How many lines in the data below contain the string "utility"? Reply with the number alone.
>> START
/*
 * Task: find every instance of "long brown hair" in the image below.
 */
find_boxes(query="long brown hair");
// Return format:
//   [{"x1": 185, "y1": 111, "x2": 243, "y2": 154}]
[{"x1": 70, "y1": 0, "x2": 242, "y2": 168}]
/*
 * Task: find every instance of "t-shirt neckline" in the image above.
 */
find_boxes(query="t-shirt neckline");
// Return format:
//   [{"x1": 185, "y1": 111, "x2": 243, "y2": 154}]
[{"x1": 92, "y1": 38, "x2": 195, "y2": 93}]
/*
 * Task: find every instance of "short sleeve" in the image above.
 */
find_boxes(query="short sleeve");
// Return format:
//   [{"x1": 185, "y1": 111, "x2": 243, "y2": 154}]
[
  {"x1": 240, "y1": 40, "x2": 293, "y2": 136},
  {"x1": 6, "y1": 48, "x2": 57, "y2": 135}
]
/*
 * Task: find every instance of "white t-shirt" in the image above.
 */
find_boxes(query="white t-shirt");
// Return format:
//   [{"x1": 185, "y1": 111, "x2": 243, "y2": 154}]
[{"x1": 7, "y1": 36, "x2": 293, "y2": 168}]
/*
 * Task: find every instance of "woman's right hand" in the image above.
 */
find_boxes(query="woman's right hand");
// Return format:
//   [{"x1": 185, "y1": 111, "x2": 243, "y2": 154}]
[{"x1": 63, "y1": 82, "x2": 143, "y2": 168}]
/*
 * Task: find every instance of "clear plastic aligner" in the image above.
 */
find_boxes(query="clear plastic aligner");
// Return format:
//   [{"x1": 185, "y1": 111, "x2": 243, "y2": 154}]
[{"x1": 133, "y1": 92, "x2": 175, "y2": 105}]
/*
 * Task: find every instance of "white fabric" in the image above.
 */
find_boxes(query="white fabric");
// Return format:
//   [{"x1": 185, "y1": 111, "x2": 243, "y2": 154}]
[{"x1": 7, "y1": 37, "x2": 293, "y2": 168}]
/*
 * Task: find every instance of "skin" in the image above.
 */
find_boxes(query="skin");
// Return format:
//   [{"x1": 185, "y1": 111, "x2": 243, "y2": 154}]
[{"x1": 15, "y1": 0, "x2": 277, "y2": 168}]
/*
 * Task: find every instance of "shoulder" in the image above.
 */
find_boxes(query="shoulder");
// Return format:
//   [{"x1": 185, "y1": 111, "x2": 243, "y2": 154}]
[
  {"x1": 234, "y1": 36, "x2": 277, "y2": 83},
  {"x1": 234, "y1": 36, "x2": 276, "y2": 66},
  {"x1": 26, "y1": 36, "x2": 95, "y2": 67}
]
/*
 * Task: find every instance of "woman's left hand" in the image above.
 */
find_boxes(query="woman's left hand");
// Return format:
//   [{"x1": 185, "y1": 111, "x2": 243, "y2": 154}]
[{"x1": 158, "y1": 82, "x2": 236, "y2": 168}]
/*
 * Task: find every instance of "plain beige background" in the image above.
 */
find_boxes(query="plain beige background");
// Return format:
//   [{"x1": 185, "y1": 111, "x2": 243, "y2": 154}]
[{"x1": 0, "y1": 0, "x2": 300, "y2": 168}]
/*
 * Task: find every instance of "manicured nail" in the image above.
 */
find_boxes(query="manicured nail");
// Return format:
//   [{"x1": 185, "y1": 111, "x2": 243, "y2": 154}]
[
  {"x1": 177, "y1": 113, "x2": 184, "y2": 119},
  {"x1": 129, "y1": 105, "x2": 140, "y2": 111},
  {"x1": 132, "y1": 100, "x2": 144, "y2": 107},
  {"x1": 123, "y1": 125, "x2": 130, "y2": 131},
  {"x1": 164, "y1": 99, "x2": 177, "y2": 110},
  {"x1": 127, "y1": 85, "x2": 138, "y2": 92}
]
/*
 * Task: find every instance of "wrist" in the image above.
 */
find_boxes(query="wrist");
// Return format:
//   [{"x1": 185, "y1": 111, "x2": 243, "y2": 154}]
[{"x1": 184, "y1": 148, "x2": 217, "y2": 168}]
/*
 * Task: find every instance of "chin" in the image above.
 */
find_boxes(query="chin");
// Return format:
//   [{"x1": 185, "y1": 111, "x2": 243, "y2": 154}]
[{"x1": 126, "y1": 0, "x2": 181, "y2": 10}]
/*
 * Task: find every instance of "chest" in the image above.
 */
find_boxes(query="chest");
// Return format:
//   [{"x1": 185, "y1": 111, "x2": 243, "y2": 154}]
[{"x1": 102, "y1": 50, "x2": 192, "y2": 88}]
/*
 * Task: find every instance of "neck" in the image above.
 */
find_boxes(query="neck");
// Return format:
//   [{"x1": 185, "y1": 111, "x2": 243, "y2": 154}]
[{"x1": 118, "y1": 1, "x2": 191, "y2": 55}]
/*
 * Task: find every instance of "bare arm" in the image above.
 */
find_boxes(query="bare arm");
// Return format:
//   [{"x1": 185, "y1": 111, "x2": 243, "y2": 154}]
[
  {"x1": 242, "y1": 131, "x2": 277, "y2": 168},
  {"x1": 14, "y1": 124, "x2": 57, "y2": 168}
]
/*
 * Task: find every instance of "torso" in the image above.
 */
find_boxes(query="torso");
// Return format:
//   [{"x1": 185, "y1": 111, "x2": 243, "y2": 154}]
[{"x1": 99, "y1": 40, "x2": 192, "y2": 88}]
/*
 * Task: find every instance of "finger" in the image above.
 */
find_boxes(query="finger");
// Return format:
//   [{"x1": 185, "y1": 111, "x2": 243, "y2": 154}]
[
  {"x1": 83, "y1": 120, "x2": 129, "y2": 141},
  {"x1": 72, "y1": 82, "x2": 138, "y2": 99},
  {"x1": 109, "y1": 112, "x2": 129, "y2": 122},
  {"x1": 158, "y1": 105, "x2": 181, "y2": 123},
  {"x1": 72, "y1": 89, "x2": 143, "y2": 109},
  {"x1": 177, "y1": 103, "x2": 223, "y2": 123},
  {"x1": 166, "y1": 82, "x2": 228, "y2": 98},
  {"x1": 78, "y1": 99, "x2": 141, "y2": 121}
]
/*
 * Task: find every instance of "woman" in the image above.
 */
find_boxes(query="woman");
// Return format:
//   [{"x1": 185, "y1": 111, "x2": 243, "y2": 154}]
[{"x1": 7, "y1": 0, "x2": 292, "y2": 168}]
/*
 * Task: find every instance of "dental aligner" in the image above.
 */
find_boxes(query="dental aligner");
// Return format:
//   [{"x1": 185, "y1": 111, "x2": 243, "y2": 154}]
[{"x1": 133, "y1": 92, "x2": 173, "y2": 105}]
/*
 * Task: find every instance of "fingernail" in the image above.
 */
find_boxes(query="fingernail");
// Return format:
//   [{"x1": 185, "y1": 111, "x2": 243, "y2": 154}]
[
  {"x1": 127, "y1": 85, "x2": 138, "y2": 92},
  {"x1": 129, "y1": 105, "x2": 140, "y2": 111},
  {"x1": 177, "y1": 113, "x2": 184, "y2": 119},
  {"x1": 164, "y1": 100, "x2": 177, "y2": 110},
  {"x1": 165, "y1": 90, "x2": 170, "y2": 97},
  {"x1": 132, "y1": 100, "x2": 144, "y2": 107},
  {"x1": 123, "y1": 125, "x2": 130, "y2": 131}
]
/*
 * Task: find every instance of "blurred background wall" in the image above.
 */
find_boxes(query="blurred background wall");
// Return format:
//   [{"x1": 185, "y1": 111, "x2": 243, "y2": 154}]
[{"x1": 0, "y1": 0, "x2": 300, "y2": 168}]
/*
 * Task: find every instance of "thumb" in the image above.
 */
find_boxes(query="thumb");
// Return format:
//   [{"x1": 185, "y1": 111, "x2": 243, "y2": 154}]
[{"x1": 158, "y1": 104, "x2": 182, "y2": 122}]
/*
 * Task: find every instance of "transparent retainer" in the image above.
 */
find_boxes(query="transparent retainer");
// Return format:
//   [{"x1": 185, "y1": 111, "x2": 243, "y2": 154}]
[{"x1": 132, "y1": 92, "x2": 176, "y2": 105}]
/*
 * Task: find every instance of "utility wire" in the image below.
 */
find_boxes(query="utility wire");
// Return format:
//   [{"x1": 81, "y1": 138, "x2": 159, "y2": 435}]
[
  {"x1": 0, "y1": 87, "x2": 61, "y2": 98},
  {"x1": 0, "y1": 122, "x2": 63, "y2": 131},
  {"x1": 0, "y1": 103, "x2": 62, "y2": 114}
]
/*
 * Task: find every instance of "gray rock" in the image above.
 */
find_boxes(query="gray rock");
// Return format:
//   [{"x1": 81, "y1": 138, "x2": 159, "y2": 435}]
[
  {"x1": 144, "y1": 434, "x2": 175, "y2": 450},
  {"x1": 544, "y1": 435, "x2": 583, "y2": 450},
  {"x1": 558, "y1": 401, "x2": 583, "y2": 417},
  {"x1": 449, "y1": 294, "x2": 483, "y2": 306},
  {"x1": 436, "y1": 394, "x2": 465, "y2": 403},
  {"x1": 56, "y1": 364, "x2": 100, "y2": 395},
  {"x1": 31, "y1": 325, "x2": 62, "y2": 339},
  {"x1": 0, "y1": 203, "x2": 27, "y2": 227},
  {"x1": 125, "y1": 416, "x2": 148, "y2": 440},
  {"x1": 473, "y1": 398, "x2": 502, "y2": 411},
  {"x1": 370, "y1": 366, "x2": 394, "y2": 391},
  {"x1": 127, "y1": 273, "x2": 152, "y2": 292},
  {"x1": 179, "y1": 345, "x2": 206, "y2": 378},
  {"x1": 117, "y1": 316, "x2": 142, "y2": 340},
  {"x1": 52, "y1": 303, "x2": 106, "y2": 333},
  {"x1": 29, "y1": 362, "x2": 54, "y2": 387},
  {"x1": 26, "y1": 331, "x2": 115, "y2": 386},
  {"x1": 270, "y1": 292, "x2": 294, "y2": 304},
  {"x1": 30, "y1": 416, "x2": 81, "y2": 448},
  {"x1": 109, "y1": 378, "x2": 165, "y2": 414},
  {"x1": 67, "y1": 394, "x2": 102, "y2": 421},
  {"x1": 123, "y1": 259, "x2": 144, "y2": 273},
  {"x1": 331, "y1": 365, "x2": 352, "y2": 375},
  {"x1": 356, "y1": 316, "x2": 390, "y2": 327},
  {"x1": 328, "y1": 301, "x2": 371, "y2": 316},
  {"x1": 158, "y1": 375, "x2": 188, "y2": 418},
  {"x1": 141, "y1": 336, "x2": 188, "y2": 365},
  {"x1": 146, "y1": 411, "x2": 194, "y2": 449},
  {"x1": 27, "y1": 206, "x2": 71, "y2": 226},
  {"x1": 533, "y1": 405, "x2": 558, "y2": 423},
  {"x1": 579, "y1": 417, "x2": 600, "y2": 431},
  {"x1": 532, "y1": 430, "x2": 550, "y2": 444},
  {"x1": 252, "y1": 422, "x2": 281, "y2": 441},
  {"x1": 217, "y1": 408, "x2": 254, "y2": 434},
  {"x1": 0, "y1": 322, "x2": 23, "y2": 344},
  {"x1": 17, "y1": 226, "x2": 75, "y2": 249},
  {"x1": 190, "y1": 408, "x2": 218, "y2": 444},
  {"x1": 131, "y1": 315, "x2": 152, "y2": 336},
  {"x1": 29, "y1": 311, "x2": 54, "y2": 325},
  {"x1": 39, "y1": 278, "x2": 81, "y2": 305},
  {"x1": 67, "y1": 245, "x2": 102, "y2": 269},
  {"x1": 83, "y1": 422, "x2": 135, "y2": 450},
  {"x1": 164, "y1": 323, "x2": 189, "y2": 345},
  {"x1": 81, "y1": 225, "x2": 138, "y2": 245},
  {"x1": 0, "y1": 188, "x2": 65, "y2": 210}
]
>> END
▸ Result of this task
2